**Source passage**
In the for loop, we create unique training job names, dbpedia-blazingtext-{exp_datetime}, to be associated with a trial, exp_trial, and an experiment configuration, experiment_config, to store information. Then we pass experiment_config into the estimator.fit() function and SageMaker will track the experiments for us automatically.

Note

We put wait=False in the estimator.fit() call. This allows the training job to run asynchronously, meaning that the cell is returned immediately as opposed to being held by the process until the training is completed. In effect, our jobs with different learning rates are run in parallel, each using its own separate SageMaker-managed instances for training.

In SageMaker Studio, you can easily compare the results of these training jobs with SageMaker Experiments. We can create a chart to compare the accuracies of the three jobs with varying learning rates in the SageMaker Studio UI:

  1. Click on the SageMaker Components and registries in the left sidebar, as shown in Figure 5.1:
Figure 5.1 – Viewing experiments and trials from the left sidebar

Figure 5.1 – Viewing experiments and trials from the left sidebar

  1. Select Experiments and trials in the drop-down menu, as shown in Figure 5.1.
  2. Right-click on the dbpedia-text-classification experiment entry and choose Open in trial component list.
  3. A new view in the main working area will pop up. You can configure the columns to show the accuracies and learning rates as shown in Figure 5.2. We can see validation:accuracy, and train:accuracy with respect to the three learning_rate settings. With learning_rate set to 0.01, we have the most balanced training and validation accuracies. A learning rate of 0.1 is overfitted, while a learning rate of 0.001 is underfitted.

**Task list**
1. According to the SageMaker Experiments passage, which learning rate gives the most balanced training and validation accuracies?
2. Reproduce the SageMaker Experiments passage from "1. Click on" to "trial component list.", switching "drop-down menu" to "context menu".

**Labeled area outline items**
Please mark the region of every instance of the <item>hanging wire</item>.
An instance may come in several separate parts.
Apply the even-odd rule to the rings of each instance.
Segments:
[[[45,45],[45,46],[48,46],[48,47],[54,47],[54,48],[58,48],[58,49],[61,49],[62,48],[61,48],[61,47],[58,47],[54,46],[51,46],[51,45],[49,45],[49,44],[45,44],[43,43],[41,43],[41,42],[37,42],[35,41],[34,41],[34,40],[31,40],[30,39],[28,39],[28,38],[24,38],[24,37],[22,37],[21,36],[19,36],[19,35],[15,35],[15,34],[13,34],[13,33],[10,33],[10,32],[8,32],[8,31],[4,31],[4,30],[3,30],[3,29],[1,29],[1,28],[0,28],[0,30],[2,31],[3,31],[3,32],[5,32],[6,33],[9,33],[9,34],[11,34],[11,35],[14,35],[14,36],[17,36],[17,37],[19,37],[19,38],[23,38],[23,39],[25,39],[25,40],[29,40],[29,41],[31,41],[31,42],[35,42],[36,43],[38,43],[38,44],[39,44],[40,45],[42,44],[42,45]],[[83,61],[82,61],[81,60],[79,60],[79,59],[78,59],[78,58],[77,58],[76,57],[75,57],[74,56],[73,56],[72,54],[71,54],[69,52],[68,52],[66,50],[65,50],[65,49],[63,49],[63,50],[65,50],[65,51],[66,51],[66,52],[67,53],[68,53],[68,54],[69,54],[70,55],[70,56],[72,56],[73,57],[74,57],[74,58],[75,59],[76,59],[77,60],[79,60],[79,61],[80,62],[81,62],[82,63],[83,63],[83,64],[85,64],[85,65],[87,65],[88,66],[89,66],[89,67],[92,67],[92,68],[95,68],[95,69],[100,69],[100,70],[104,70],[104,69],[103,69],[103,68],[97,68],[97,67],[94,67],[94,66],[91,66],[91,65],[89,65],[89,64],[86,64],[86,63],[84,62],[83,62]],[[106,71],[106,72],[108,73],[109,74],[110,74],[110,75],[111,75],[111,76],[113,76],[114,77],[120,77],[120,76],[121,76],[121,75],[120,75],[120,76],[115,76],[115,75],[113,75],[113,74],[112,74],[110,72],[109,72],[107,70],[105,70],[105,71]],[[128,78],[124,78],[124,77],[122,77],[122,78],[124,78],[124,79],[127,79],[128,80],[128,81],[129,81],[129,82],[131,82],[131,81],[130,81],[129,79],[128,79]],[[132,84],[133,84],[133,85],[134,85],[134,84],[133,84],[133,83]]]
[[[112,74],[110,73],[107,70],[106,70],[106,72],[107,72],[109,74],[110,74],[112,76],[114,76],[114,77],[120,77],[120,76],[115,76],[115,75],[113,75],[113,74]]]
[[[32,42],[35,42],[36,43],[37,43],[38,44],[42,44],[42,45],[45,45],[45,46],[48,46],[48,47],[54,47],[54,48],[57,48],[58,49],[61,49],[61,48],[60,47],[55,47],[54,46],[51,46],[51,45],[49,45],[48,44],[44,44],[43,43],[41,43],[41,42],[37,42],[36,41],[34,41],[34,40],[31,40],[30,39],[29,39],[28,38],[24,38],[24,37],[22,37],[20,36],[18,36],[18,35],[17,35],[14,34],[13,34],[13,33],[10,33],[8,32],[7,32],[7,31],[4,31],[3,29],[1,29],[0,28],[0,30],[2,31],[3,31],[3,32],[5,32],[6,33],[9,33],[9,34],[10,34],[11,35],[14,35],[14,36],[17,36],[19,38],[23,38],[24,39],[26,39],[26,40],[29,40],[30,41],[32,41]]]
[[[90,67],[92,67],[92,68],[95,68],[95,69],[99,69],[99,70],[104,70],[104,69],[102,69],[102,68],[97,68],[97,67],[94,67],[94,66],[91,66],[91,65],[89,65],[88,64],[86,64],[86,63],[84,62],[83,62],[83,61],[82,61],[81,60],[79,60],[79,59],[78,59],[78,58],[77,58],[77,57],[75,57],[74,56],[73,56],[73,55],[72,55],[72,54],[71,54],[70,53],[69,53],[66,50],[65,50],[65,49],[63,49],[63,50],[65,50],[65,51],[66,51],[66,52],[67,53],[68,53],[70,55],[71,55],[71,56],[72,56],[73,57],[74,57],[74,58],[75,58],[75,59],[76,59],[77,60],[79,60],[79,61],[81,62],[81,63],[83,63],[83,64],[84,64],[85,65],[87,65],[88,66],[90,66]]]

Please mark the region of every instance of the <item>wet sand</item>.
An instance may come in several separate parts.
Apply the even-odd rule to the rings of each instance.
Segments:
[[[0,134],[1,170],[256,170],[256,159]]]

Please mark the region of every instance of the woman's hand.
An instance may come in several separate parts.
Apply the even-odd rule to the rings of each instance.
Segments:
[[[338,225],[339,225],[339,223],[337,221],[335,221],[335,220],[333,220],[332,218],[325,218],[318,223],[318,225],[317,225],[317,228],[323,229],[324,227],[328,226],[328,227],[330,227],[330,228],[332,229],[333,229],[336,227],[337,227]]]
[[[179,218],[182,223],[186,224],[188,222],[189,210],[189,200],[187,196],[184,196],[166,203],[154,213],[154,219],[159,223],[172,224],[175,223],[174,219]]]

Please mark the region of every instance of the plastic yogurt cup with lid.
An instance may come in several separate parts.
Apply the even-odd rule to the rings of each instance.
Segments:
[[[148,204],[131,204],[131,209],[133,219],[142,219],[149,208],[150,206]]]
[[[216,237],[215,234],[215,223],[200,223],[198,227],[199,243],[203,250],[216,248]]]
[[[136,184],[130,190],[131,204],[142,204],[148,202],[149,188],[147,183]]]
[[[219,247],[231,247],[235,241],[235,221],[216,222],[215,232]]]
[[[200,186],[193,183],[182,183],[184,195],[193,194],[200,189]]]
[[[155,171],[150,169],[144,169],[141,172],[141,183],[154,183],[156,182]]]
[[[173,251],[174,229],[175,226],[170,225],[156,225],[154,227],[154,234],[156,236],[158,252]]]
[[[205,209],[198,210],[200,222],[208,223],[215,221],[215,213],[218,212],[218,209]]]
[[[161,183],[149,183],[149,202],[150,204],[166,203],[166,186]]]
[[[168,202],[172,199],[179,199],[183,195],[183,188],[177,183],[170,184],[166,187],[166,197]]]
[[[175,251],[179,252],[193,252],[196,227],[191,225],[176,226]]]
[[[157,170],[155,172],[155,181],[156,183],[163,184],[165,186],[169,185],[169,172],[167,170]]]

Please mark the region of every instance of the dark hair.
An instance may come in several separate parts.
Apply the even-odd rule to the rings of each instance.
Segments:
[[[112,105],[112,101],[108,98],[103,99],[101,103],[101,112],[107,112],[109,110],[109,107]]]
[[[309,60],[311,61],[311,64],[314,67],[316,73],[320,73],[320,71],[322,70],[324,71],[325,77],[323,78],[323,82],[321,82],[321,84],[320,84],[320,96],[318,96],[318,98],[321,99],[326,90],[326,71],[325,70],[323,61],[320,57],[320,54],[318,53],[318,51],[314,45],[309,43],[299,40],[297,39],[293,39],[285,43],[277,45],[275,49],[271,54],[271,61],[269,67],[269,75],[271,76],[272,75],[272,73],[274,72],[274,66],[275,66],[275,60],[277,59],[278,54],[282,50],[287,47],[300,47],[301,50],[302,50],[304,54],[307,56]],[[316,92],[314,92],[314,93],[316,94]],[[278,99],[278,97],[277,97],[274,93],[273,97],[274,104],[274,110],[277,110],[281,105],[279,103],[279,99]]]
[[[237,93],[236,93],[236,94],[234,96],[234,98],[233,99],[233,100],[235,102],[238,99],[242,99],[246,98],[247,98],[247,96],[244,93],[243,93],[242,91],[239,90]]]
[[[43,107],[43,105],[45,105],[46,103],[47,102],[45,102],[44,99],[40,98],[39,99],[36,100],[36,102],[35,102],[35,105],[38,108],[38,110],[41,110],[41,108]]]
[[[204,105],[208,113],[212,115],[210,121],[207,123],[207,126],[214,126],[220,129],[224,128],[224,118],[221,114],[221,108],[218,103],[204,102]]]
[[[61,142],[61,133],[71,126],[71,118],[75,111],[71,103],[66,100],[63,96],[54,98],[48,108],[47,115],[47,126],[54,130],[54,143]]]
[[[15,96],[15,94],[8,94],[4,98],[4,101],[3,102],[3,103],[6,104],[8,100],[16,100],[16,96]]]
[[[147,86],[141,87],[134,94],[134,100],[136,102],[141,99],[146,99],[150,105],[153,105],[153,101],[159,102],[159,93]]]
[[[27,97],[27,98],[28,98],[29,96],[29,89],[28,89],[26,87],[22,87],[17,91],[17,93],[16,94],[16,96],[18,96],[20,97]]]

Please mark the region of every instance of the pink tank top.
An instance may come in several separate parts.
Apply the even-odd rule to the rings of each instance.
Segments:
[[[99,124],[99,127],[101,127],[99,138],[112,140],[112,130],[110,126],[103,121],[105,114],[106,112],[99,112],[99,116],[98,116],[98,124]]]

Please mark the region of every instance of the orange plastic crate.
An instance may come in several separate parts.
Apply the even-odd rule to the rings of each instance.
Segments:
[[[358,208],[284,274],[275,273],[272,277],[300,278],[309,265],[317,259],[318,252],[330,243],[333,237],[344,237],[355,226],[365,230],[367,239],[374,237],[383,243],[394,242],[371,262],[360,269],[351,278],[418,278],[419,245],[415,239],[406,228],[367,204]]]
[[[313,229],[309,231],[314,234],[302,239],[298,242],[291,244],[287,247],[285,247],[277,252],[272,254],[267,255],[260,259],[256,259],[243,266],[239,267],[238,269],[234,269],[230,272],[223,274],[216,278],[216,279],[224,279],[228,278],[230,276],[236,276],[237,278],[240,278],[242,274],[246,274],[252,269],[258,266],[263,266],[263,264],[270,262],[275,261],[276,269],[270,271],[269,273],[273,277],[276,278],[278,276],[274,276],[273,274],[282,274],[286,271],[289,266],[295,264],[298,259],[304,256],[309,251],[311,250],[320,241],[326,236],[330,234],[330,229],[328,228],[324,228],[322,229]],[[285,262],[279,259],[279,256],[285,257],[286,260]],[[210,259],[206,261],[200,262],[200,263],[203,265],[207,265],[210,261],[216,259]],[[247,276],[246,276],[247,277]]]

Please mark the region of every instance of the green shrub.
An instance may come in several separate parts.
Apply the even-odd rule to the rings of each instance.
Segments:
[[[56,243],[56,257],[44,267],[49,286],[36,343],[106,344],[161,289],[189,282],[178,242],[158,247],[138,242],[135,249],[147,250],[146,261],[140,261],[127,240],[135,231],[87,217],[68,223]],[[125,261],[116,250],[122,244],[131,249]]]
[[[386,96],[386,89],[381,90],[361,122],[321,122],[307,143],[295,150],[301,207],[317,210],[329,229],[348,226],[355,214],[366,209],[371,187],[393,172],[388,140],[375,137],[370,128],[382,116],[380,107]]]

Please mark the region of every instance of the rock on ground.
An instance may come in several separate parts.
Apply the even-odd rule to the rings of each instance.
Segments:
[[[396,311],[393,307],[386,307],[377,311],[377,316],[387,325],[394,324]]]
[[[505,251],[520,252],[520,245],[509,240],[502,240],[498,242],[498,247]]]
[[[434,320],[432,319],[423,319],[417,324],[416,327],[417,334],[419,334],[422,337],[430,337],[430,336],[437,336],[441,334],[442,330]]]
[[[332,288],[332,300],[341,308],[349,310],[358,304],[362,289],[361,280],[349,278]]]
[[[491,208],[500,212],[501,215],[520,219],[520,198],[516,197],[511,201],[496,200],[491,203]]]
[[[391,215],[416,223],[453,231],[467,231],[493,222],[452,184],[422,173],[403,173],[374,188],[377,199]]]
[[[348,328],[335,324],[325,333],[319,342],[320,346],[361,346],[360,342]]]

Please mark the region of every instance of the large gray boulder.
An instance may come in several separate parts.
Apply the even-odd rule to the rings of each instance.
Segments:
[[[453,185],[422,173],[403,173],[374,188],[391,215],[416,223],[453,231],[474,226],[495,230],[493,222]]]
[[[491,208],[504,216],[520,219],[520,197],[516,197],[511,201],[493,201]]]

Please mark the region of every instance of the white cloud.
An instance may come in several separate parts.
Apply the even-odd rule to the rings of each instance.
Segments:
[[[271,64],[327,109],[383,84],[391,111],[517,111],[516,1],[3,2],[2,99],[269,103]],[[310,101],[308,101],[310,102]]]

**Responses in order**
1. A learning rate of 0.01.

2.
1. Click on the SageMaker Components and registries in the left sidebar, as shown in Figure 5.1:
Figure 5.1 – Viewing experiments and trials from the left sidebar

Figure 5.1 – Viewing experiments and trials from the left sidebar

  1. Select Experiments and trials in the context menu, as shown in Figure 5.1.
  2. Right-click on the dbpedia-text-classification experiment entry and choose Open in trial component list.